Point placement records

╭──

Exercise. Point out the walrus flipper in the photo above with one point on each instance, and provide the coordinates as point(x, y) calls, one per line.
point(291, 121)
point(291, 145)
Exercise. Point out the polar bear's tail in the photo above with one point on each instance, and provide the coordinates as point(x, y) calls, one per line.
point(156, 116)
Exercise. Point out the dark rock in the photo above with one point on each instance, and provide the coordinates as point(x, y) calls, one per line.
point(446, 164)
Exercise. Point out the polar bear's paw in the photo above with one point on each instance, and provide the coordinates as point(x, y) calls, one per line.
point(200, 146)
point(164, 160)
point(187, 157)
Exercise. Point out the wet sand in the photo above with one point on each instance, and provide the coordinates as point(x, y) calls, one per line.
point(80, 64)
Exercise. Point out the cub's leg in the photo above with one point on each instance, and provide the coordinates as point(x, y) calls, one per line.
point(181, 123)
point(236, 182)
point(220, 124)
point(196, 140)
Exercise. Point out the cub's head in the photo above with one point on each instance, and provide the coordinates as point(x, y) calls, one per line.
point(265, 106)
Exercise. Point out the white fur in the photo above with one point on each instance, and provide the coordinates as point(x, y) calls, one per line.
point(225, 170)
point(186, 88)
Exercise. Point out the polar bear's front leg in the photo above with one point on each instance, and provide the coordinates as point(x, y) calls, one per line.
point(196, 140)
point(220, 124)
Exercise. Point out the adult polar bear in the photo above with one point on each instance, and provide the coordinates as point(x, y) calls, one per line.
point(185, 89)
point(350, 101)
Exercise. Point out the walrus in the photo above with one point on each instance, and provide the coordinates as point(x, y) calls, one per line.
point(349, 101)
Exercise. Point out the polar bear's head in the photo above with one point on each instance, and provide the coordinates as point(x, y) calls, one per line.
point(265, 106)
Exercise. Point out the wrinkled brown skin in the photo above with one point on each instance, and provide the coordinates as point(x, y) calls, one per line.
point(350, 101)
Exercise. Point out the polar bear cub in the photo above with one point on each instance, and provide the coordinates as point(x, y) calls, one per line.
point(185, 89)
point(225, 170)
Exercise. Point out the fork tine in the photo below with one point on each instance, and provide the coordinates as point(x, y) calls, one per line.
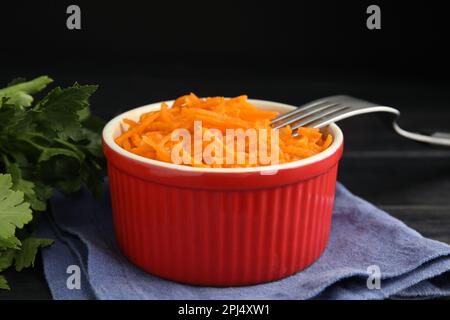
point(318, 115)
point(296, 111)
point(302, 114)
point(325, 119)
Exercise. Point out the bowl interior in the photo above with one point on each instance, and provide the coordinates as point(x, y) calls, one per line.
point(113, 130)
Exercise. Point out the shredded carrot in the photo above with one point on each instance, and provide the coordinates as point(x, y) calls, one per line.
point(151, 135)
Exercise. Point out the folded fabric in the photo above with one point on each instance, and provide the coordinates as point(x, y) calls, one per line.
point(363, 240)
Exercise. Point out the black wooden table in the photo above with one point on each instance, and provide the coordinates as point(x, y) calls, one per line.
point(411, 181)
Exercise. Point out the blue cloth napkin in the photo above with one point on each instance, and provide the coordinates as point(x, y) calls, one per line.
point(362, 237)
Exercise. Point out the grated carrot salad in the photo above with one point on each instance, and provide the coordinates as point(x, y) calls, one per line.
point(150, 136)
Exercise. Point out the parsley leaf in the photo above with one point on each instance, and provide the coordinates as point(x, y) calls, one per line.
point(54, 143)
point(14, 212)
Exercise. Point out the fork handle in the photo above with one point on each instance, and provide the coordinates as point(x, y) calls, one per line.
point(436, 138)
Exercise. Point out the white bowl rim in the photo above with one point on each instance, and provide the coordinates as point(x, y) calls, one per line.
point(109, 128)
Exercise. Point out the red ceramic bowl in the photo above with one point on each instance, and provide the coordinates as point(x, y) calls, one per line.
point(218, 226)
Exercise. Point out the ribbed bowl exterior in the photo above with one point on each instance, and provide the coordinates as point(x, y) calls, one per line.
point(221, 237)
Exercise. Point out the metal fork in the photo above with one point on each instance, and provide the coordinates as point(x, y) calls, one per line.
point(322, 112)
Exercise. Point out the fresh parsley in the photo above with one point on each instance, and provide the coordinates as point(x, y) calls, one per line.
point(53, 143)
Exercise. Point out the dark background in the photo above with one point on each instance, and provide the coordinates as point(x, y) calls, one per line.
point(290, 51)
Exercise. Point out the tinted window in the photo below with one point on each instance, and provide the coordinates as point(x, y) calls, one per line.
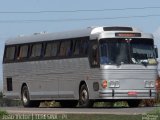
point(23, 51)
point(65, 48)
point(81, 47)
point(36, 50)
point(51, 49)
point(10, 53)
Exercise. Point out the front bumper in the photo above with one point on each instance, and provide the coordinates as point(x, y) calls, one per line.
point(127, 94)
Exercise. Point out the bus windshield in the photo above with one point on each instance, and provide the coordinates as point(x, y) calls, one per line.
point(127, 51)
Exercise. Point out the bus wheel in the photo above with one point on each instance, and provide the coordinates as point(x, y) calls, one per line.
point(26, 99)
point(84, 97)
point(133, 103)
point(68, 103)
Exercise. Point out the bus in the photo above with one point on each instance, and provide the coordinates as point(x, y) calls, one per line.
point(114, 63)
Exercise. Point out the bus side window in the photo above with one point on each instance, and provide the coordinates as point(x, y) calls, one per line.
point(77, 48)
point(51, 49)
point(10, 53)
point(36, 50)
point(84, 47)
point(94, 56)
point(23, 52)
point(65, 48)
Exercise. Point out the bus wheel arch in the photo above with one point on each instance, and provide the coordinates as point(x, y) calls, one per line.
point(84, 100)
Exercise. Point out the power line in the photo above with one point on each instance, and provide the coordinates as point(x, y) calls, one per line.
point(75, 20)
point(81, 10)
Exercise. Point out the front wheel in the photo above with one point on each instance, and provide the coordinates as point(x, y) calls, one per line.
point(26, 99)
point(84, 97)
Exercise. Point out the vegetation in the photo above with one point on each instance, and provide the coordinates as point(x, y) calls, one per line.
point(8, 102)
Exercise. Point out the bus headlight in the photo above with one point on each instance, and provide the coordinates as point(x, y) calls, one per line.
point(149, 84)
point(114, 84)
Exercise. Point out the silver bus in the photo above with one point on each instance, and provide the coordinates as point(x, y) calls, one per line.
point(81, 67)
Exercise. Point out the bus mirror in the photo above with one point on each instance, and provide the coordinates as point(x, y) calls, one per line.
point(156, 52)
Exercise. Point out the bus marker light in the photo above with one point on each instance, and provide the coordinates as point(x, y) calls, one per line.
point(132, 93)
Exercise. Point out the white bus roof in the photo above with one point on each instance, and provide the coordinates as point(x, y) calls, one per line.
point(92, 32)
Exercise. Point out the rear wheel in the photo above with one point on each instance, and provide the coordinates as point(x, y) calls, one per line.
point(26, 99)
point(68, 103)
point(84, 97)
point(133, 103)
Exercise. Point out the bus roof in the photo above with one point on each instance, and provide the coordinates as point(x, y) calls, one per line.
point(92, 32)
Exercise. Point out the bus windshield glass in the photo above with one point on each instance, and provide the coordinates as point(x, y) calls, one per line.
point(127, 51)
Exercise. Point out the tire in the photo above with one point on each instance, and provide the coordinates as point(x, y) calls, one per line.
point(84, 97)
point(133, 103)
point(68, 103)
point(26, 98)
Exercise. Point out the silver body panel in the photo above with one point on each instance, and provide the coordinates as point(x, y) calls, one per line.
point(60, 79)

╰──

| Exercise directions |
Turn the material from its first line through the line containing "point(156, 116)" into a numbered list, leaving out any blank lines.

| Response below |
1. Exercise. Point out the walrus flipper in the photo above with one point on each instance, and provide the coordinates as point(x, y) calls, one per line.
2. point(291, 121)
3. point(291, 145)
4. Exercise. Point out the polar bear's tail in the photo above with one point on each instance, and provide the coordinates as point(x, y) calls, one per line.
5. point(156, 116)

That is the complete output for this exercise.